For instance this exhibition’s title: Patterns in Sound, is based on a vinyl compilation of classical music, the sleeve-cover of which could be attributed to Josef Albers. On the back of the original cover, a text by the record label “Enoch Light” resumes the idea of melting pot and blending of influences and epochs: “This record isn’t just a compilation of ancient music, but rather a house of which each window opens upon a world that belongs to the past. These “sound samples” are different components involved in the manufacturing of human history.” Different melodies won’t have the same meaning according to the people who listen to them. They won’t tell the same story. As Josef Albers explained in his 1963 book called The Interaction of Color: “No normal eye, even a very trained one is immune to illusions of color. Who claims to see colors independent of their illusionary changes fools only himself, and no one else”(1). Albers establishes a sort of color relativity where red isn’t merely the symbol of passion and green not just the emblem of hope and ecology... A common trait with Baudevin’s work, who follows the same postulate. On his canvases, a stripe or color motif will be interpreted differently by the spectator’s eye according to the background color, and some shapes will not even reveal themselves until the eye has become accustomed to the canvas. Only an intensive observation will allow people to see a pattern that remains invisible at first glance.

-*-*-

- **Given request A**
Could you reproduce the records word for word, beginning at the line that has "TARGET: the person sitting on bench" and stopping after the final line of the records?
- **Given request B**
Can you pick up the passage on Josef Albers, color relativity and Baudevin's canvases and carry it on past its last sentence?

-*-*-

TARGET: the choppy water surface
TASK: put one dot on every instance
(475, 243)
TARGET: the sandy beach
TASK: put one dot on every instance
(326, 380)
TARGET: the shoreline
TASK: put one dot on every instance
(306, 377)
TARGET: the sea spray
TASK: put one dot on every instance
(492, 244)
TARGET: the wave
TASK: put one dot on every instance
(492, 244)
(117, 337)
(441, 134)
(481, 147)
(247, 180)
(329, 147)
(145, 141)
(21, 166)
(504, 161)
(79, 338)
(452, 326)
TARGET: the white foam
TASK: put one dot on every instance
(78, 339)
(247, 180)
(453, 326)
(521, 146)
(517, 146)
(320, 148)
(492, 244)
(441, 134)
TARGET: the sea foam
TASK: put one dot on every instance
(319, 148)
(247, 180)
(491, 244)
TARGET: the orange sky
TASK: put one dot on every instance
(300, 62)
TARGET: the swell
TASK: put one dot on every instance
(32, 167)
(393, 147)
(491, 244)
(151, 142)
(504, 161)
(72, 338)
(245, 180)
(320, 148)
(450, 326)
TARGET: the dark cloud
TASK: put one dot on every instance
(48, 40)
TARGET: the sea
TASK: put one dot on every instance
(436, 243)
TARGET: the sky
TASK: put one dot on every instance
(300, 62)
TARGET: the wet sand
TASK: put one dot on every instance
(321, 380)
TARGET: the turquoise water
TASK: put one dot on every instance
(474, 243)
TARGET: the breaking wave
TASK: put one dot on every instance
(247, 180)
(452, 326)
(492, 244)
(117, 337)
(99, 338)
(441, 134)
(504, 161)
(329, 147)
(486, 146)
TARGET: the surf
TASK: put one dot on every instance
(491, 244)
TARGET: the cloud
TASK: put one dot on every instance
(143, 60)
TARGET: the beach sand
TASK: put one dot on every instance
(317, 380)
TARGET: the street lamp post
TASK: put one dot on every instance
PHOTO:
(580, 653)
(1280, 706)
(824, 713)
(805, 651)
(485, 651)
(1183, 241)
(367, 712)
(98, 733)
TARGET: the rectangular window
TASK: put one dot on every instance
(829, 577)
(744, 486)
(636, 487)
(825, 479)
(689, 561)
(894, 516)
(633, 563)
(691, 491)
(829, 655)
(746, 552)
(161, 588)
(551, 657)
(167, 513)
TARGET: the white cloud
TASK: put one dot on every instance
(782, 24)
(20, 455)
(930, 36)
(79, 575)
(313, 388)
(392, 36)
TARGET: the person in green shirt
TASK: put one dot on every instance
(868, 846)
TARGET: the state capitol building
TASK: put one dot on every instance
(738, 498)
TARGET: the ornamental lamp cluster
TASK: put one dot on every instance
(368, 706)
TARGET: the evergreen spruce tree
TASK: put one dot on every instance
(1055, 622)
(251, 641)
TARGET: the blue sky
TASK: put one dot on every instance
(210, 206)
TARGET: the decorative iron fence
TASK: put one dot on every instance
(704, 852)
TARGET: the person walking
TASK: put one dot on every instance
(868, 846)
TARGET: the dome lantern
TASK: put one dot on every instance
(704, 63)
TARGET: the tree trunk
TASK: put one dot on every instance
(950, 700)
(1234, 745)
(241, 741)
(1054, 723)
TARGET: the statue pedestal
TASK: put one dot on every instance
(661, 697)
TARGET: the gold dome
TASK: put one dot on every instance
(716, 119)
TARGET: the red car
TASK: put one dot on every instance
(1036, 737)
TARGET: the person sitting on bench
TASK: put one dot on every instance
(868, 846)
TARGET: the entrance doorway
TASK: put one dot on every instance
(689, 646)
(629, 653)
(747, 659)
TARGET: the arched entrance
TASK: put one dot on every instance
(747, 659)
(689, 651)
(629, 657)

-*-*-

- **Right answer A**
TARGET: the person sitting on bench
TASK: put one dot on every instance
(868, 846)
TARGET: the entrance doorway
TASK: put one dot on every instance
(689, 646)
(629, 653)
(747, 659)
TARGET: the arched entrance
TASK: put one dot on every instance
(747, 659)
(689, 651)
(629, 657)

- **Right answer B**
It’s all about color, interpretation, repetition of image and final positioning according to who you are and where you are, both in society and in your mind. With his abstract and colorful paintings, Francis Baudevin proposes a range of possible visions. As in the aforementioned societal structures; your vision will be both collective and personal: re-creating a moment in time or a specific atmosphere just like a song or a musical piece would. Francis Baudevin’s art assumes the sensitivity and subtleties of music thanks to rhythm, movement and the graphical-painterly iterations that his paintings reveal. Just like Emma Peel, when she is trapped and observed by a machine-house and has to find the right pushbutton to set herself free; the spectator is prompted to cross the repetitive visual labyrinth of the artist’s work and find freedom through an interpretation based on his own personal references.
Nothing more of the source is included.